**GIVEN EXERCISE 1**
How large is Tower Peak Station, according to the article about it?

**EXTRACT**

Southland’s Takitimu mountains are home to a huge station raising young heifers for Canterbury equity partnerships. Anne Lee reports.

High up against the soaring, ragged Takitimu mountain range that sits as a gateway to Fiordland, is the last place you’d expect to find a vast, lush terrace that’s home to 3200 dairy heifers.

The huge, 1300-hectare, Tower Peak Station is full of surprises though – a place where everywhere you turn there’s another jaw-dropping view and around every corner is another expanse of verdant high-quality pasture, mobs of shiny coated heifers or paddocks of deep fertile, finely worked soil ready for their winter crops to be sown.

Bulls, beef cattle and even a mob of 100 sheep can be found enjoying the landscape.

Russell and Leanne Clearwater: “We manage this place like a dairy farm without a dairy shed.”

The farm is owned by Canterbury dairy farming equity partnerships Canlac Holdings and Singletree Dairies and managed by shareholders in those two companies Russell and Leanne Clearwater.

The couple are award-winning dairy farmers and were the initial equity managers in Canlac.

They made the big move south 18-months ago when the partnership bought the farm although it’s had a history of ownership with some of the shareholders since 2008, originally through Spectrum Group.

Russell and Leanne have brought their passion for rearing great young stock and their expert knowledge in pasture management to the station.

Russell says Tower Peak’s core job is to rear close to 1500 young stock for the two Canterbury dairy businesses which milk a total of 5000 cows.

The balance of the 3200 rising-two-year-olds that winter on the farm are from other dairy farms, mostly from the Southland area.

All up 13 different entities send their calves to the property for the 15-16 months it takes for them to be grown through to being in-calf themselves and ready to go back to their herds for wintering prior to their first calving.

‘I look at it like a limited overs cricket match. If you leave your run too late then the run rate’s too high and you don’t make it.’

The property had been glanced but not hit with Mycoplasma bovis when it was suspected as a trace farm before Russell and Leanne came on board. It was fully tested though and certified clear but managing biosecurity and ensuring no animal-to-animal contact from heifers from different farms is now a strict part of the system.

Russell says the aim in buying Tower Peak was to help reduce grazing costs for the two farming entities in Canterbury which were paying about $1 million between them on grazing.

The farm had to be big enough to support a management team so that it could operate without the dairy farm staff.

Equivalent land in Canterbury was selling at close to $45,000/ha but by coming further south they were able to buy the large-scale enterprise for a fraction of the cost.

Russell says Tower Peak ticked all the boxes and by taking on additional grazing it’s a profitable business that more than pays its way and is able to reduce debt.

**GIVEN EXERCISE 2**
Arrange the lines of the records as a Markdown table with the columns "Row" and "Line", leaving out blank lines. Start at the line containing "vegetation in this photo as integer pixel values." and end at the line containing "(1096, 586)", including both.

**MATERIAL PROVIDED**
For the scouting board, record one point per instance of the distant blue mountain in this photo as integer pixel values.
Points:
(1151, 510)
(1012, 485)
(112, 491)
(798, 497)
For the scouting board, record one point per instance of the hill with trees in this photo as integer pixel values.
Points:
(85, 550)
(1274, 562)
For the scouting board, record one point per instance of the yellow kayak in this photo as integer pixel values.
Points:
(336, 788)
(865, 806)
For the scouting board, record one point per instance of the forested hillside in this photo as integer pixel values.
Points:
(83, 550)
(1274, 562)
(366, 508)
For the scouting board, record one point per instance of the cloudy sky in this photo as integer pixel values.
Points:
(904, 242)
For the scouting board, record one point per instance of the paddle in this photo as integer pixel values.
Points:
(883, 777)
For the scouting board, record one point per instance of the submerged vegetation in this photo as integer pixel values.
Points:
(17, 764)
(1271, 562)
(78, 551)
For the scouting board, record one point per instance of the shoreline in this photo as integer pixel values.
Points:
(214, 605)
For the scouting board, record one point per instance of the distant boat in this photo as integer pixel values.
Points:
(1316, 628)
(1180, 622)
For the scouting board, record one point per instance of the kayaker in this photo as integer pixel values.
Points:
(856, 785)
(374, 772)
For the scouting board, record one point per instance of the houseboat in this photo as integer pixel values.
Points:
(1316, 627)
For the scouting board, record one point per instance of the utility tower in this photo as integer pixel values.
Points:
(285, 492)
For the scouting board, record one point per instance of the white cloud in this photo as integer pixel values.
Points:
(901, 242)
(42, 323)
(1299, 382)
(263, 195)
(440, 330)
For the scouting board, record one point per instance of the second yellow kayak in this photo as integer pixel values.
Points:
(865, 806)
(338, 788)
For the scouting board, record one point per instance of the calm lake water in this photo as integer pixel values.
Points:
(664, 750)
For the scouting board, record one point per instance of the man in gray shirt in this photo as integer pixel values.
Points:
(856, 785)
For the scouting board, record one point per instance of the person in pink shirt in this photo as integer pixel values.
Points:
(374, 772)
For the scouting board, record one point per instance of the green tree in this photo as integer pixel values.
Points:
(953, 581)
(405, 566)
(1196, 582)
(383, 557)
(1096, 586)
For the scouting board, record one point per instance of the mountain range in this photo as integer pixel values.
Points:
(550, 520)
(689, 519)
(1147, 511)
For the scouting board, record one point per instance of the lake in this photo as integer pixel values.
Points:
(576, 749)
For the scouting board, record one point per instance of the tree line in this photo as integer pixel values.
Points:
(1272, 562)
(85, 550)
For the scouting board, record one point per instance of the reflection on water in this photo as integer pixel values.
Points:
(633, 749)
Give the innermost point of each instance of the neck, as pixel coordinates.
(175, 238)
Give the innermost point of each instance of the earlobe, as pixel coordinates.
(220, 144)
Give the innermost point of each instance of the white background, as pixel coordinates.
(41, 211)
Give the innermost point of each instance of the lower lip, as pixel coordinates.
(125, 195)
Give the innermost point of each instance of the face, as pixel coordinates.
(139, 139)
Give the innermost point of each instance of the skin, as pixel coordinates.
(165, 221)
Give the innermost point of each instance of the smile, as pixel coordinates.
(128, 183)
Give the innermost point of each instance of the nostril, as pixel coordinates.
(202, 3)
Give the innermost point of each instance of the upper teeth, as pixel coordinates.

**TASK RESULT 1**
1300 hectares.

**TASK RESULT 2**
| Row | Line |
|---|---|
| 1 | For the scouting board, record one point per instance of the submerged vegetation in this photo as integer pixel values. |
| 2 | Points: |
| 3 | (17, 764) |
| 4 | (1271, 562) |
| 5 | (78, 551) |
| 6 | For the scouting board, record one point per instance of the shoreline in this photo as integer pixel values. |
| 7 | Points: |
| 8 | (214, 605) |
| 9 | For the scouting board, record one point per instance of the distant boat in this photo as integer pixel values. |
| 10 | Points: |
| 11 | (1316, 628) |
| 12 | (1180, 622) |
| 13 | For the scouting board, record one point per instance of the kayaker in this photo as integer pixel values. |
| 14 | Points: |
| 15 | (856, 785) |
| 16 | (374, 772) |
| 17 | For the scouting board, record one point per instance of the houseboat in this photo as integer pixel values. |
| 18 | Points: |
| 19 | (1316, 627) |
| 20 | For the scouting board, record one point per instance of the utility tower in this photo as integer pixel values. |
| 21 | Points: |
| 22 | (285, 492) |
| 23 | For the scouting board, record one point per instance of the white cloud in this photo as integer pixel values. |
| 24 | Points: |
| 25 | (901, 242) |
| 26 | (42, 323) |
| 27 | (1299, 382) |
| 28 | (263, 195) |
| 29 | (440, 330) |
| 30 | For the scouting board, record one point per instance of the second yellow kayak in this photo as integer pixel values. |
| 31 | Points: |
| 32 | (865, 806) |
| 33 | (338, 788) |
| 34 | For the scouting board, record one point per instance of the calm lake water in this photo as integer pixel values. |
| 35 | Points: |
| 36 | (664, 750) |
| 37 | For the scouting board, record one point per instance of the man in gray shirt in this photo as integer pixel values. |
| 38 | Points: |
| 39 | (856, 785) |
| 40 | For the scouting board, record one point per instance of the person in pink shirt in this photo as integer pixel values. |
| 41 | Points: |
| 42 | (374, 772) |
| 43 | For the scouting board, record one point per instance of the green tree in this photo as integer pixel values. |
| 44 | Points: |
| 45 | (953, 581) |
| 46 | (405, 566) |
| 47 | (1196, 582) |
| 48 | (383, 557) |
| 49 | (1096, 586) |